━━ Data listing ━━
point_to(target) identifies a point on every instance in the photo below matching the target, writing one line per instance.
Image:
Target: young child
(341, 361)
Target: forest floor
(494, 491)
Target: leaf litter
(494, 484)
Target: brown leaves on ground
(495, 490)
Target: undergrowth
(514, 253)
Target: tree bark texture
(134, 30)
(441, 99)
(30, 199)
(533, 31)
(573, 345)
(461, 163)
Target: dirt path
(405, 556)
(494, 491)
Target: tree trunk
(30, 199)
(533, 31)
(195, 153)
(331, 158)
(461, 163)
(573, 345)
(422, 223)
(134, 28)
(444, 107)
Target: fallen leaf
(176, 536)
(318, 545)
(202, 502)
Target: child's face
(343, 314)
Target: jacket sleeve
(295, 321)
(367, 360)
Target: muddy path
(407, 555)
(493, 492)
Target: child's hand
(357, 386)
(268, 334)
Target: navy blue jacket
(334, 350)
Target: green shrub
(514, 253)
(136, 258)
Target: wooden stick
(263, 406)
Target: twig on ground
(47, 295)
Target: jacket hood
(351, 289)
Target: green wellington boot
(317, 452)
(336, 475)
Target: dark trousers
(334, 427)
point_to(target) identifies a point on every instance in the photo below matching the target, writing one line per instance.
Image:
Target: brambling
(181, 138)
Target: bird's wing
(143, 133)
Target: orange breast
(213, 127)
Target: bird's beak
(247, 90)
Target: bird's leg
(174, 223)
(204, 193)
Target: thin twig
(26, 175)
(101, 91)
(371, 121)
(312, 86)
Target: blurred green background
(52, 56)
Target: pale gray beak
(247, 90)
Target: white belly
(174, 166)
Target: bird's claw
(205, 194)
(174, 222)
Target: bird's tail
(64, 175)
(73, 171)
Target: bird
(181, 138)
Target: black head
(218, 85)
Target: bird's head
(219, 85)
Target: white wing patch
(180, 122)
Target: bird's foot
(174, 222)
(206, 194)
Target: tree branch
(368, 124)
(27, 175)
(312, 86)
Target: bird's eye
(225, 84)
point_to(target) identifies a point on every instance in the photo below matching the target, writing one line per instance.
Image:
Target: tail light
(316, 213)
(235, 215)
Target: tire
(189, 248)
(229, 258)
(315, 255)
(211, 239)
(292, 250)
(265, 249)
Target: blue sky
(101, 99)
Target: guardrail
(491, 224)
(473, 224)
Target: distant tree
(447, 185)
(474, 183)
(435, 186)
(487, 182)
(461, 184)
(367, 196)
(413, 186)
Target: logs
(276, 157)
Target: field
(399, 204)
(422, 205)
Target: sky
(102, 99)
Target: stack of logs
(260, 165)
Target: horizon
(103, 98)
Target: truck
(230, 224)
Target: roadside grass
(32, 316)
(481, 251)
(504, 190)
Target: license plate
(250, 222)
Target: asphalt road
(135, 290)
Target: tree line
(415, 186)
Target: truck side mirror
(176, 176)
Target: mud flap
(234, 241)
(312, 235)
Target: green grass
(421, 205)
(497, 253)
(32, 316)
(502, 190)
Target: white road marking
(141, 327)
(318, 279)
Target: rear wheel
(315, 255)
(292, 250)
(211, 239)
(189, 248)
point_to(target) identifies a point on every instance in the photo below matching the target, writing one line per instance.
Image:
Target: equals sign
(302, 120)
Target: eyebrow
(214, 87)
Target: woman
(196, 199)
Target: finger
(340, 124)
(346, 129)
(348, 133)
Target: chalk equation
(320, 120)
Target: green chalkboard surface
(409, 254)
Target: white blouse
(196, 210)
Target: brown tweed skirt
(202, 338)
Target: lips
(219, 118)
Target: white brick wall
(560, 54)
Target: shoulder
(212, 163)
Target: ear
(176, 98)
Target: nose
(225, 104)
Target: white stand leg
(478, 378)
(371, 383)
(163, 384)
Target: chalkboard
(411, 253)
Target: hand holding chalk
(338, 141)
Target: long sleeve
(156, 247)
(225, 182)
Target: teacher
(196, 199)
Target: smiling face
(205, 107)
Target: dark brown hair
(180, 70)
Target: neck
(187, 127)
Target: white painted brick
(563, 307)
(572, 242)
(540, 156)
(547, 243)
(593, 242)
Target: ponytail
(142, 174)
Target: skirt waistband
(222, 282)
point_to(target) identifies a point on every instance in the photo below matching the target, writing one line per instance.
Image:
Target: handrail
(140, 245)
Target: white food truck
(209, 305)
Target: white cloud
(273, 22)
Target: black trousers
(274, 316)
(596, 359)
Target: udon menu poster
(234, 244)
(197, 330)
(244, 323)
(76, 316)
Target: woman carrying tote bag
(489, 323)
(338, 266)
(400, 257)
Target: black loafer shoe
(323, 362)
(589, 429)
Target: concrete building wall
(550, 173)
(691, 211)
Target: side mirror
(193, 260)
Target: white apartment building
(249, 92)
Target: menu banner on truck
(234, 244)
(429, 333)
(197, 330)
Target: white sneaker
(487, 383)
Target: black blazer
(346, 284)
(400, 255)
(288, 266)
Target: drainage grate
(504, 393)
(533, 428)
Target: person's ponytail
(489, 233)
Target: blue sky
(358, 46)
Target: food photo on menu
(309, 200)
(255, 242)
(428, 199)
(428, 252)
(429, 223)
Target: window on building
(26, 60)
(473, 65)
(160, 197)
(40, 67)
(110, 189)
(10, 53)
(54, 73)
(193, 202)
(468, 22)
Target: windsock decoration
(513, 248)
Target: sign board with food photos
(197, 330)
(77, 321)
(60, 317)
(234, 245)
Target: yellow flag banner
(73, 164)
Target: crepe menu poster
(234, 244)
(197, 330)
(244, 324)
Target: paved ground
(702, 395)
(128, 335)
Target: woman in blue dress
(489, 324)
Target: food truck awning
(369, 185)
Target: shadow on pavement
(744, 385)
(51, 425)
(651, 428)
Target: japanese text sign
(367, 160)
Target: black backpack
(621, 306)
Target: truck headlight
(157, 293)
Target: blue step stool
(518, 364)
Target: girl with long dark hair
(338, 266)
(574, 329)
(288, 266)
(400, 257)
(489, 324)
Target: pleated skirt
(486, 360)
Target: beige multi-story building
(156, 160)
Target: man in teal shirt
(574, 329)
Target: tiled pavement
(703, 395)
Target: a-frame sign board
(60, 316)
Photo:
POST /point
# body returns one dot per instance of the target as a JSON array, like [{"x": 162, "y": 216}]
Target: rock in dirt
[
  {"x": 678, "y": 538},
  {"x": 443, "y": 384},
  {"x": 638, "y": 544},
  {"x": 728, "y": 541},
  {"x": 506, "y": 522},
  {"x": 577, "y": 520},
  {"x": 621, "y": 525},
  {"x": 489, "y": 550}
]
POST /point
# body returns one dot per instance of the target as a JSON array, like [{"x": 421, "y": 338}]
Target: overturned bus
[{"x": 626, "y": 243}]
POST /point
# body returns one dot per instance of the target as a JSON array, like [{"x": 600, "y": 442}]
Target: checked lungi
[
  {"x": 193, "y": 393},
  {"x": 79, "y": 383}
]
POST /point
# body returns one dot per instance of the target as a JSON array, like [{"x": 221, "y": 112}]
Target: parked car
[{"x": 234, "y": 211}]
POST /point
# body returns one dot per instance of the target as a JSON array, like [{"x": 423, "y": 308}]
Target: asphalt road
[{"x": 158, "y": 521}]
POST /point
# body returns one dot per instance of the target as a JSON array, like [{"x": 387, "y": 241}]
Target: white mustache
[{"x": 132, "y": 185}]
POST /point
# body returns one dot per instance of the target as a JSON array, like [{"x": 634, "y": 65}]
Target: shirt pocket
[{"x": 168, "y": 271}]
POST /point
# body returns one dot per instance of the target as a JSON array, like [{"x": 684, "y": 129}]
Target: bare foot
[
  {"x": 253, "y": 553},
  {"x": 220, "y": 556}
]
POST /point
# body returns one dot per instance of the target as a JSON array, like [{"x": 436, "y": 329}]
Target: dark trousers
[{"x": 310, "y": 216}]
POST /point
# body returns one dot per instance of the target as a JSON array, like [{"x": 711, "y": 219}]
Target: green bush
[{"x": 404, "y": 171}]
━━━
> [Your assignment] Read through the entries and copy every line that includes "returns".

> [Solution to the problem]
# body returns one dot per instance of the target as a JSON array, like [{"x": 162, "y": 216}]
# body returns one dot per instance of the target as a JSON array, like [{"x": 421, "y": 338}]
# body returns one dot per instance of the target as a JSON array, like [{"x": 600, "y": 442}]
# body returns one dot per instance of the target as a JSON array, like [{"x": 221, "y": 112}]
# body returns one dot per instance of the target as a JSON array, like [{"x": 423, "y": 308}]
# body returns one dot per instance of the target as a JSON array, like [{"x": 387, "y": 241}]
# body returns one dot per instance of the target as a JSON array, like [{"x": 634, "y": 65}]
# body returns one dot per instance of the target as a JSON array, like [{"x": 684, "y": 129}]
# body returns one dot per instance of the target as a JSON array, like [{"x": 436, "y": 329}]
# body returns one dot per instance of the target as a JSON array, like [{"x": 711, "y": 219}]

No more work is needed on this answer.